**Document excerpt**
########

Personal Wealth Management / Expert Commentary

Fisher Investments Reviews Your Questions on When to Buy a Home, the Impact of Tariffs and More

Fisher Investments' founder, Executive Chairman, and Co-Chief Investment Officer, Ken Fisher, answers viewer questions on the current state of investor sentiment, considerations investors should before they buy a home and the potential economic impact of tariffs. Ken offers his perspective on these topics and more in this month’s viewer mailbag.

Transcript

Ken Fisher:

Let me just say the investing world is prone to mistakes. The greatest investors of all time are still wrong. A big percentage of the time they're right more than wrong, but they're still wrong a good percentage of the time. So you never really overcome mistakes.

So every month people send in questions and I always grab a few and put them on these cards so somebody my age can actually read them. And then I read them to you. And then I try to give you a short answer.

So where are we in the life cycle of this bull market? Well, I think the right way to be very precise about that— you know, you've heard me before, perhaps, and I always cite John Templeton saying: "Bull markets are born on pessimism, grow on skepticism, mature on optimism and die on euphoria." We're not in pessimism.

We're well past that. I don't believe we're in skepticism. We're—I believe—past that. But we're also not in euphoria, and you can measure that lots of different ways. And I've written a lot about this. I talk about that pretty often. But all the classic signs of euphoria— there's none of them there.

The fact that the market's going up, which some people latch on to and say, "That's euphoria!" Well, that would have been equally true coming off the bottom of a bear market into the beginning of a bull market, which is clearly not euphoria. You cannot just take the market going up as an indication that there's euphoria.

You cannot take the fact that stocks are doing better than people thought as euphoria. You cannot take the notion that there's more people being positive today than a year ago or two years ago as being a sign of euphoria, because that's going to be true all the way through the progression from pessimism to euphoria.

The fact is, I think we're in the early-mid phases of optimism and no more than that, which might mean we're someplace—don't hold me to this— two-thirds, three-quarters of the way through this bull market. The basis in my mind for the fact that we're there is that economic data—not perfectly so, but mostly so—irregularly keep coming in better than people expected beforehand, which says to me their sentiment hasn't been high enough. And you can see that in GDP numbers domestically and particularly overseas. You can see that in inflation numbers domestically and particularly overseas.And one of the mistakes that US investors make regularly is not to focus on the reality of globalness, but just to focus on us. But I think that's where we are. I think we're in the early-mid phases of optimism, far from euphoria, and the bull market has some space to run. How long? How far? I don't really know. Surely into 2025. But beyond that, come back and ask me another question in another month in 2025.

Will there ever be a good time to buy a home? Rates are still high, making it a difficult pill to swallow when comparing to the mortgage rates of 2021/2022. Yeah, but not so much when you compare them to the mortgage rates in 1955. You probably just don't remember that. And the fact of the matter is, it's often a tough pill to buy a home. And it in fact is true that owning a home isn't necessarily right for everyone.

########

**Written exercise A**
From the records, pull out word for word every line from the line with "Where can the person at" through the end of the records, including both of those lines, and leave the pictures out of your answer.

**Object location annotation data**
########

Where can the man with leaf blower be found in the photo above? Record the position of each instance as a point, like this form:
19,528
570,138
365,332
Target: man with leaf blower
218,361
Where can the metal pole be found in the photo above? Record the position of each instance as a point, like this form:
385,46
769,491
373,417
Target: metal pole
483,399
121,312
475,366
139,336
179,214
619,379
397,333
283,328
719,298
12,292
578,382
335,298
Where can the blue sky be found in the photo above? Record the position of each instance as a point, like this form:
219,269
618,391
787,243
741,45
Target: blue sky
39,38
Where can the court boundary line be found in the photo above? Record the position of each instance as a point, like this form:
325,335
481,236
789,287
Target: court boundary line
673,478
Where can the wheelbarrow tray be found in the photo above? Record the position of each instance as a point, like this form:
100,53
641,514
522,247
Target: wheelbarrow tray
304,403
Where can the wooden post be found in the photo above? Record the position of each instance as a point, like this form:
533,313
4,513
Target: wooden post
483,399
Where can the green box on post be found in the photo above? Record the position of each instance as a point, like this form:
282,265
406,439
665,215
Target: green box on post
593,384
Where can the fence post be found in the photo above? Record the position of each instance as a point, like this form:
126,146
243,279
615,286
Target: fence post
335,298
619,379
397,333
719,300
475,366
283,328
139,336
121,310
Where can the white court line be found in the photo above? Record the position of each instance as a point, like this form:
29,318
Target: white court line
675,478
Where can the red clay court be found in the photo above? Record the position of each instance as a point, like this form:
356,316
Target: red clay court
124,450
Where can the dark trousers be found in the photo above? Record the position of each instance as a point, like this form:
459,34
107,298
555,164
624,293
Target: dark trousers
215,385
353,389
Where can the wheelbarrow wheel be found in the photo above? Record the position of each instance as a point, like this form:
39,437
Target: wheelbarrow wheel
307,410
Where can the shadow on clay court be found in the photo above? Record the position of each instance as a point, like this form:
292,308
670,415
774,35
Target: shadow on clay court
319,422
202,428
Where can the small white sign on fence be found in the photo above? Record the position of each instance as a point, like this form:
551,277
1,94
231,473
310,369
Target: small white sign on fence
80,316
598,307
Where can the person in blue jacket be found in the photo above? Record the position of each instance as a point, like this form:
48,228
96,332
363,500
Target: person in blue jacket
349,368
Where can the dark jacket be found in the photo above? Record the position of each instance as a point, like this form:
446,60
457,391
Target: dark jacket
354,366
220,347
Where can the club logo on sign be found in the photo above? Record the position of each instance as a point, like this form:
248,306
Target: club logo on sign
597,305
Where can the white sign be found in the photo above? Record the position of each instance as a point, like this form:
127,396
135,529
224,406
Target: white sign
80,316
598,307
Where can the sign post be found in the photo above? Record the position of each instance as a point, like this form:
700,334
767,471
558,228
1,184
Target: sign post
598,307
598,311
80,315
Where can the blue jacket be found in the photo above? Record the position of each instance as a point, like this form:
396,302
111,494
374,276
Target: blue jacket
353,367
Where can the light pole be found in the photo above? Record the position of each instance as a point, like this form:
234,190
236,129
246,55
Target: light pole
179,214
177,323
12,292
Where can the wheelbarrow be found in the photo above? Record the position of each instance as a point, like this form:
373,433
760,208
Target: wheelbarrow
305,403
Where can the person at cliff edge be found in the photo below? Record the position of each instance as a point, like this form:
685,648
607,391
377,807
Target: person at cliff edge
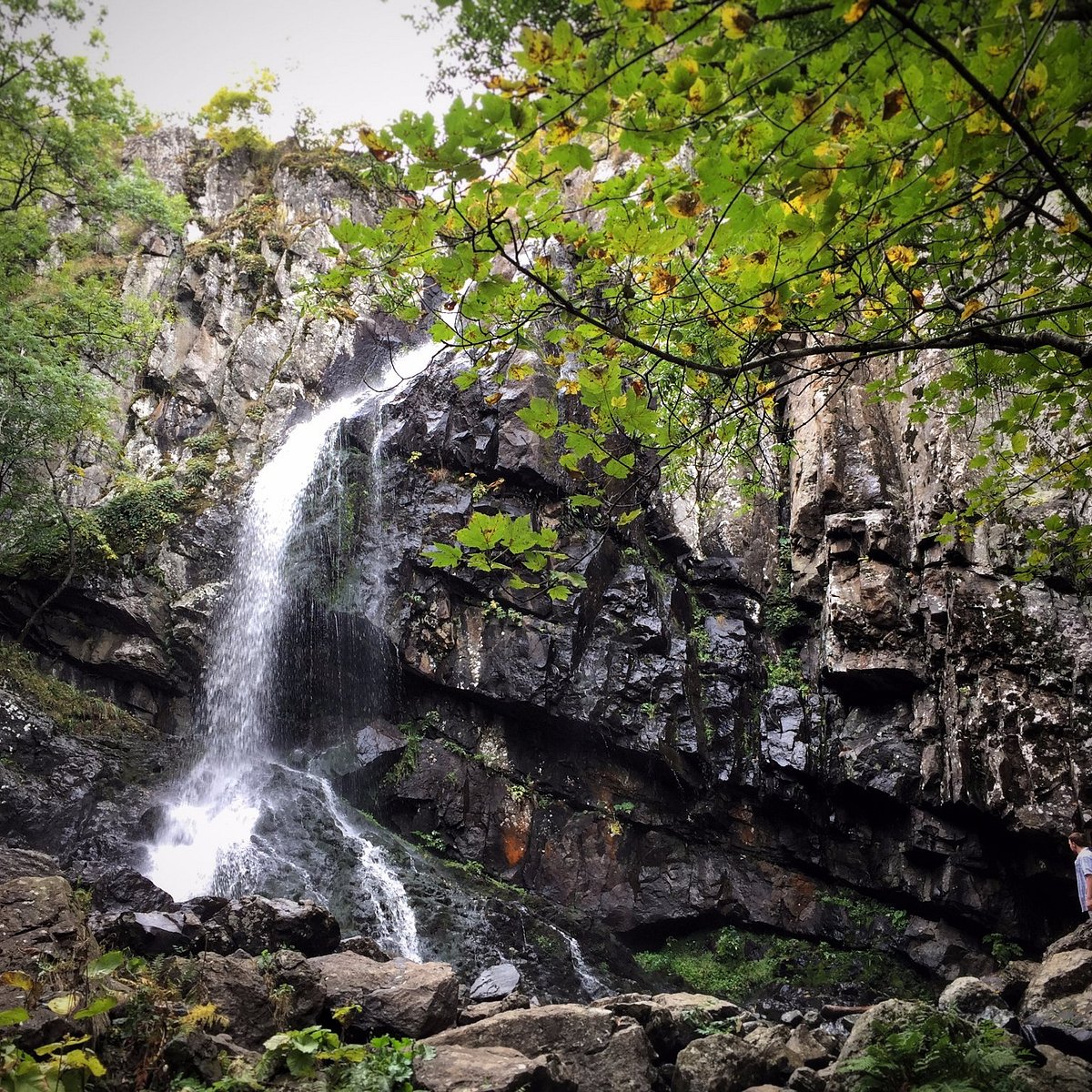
1084,865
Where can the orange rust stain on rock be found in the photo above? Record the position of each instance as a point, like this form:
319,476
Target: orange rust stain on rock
513,840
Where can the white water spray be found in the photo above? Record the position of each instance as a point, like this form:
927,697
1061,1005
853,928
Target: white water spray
208,841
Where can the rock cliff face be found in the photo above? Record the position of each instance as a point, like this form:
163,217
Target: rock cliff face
809,716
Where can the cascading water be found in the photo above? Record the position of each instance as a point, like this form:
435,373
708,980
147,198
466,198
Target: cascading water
224,833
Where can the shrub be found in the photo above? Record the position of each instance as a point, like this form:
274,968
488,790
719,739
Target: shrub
937,1052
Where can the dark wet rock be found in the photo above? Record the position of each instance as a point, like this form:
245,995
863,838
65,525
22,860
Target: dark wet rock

########

**Written exercise B**
According to the investing mailbag transcript, which phase of the bull market does Ken Fisher think we are in?

**Exercise response A**
Where can the person at cliff edge be found in the photo below? Record the position of each instance as a point, like this form:
685,648
607,391
377,807
Target: person at cliff edge
1084,865
Where can the orange rust stain on rock be found in the photo above? Record the position of each instance as a point, like this form:
319,476
Target: orange rust stain on rock
513,840
Where can the white water spray be found in the photo above? Record the position of each instance as a point, like this form:
927,697
1061,1005
853,928
Target: white water spray
208,841
Where can the rock cliff face be found in the photo above? Record the position of each instance as a point, like this form:
163,217
Target: rock cliff face
809,716
Where can the cascading water be found in the photo above? Record the position of each instance as a point, like this form:
435,373
708,980
147,198
466,198
Target: cascading water
224,833
Where can the shrub be found in the photo above? Record the position of each instance as a point, like this form:
274,968
488,790
719,739
Target: shrub
937,1052
Where can the dark wet rock be found in the photo above? Record the position of each instance as a point, like this form:
245,995
863,838
65,525
22,860
Target: dark wet rock

**Exercise response B**
The early-mid phases of optimism.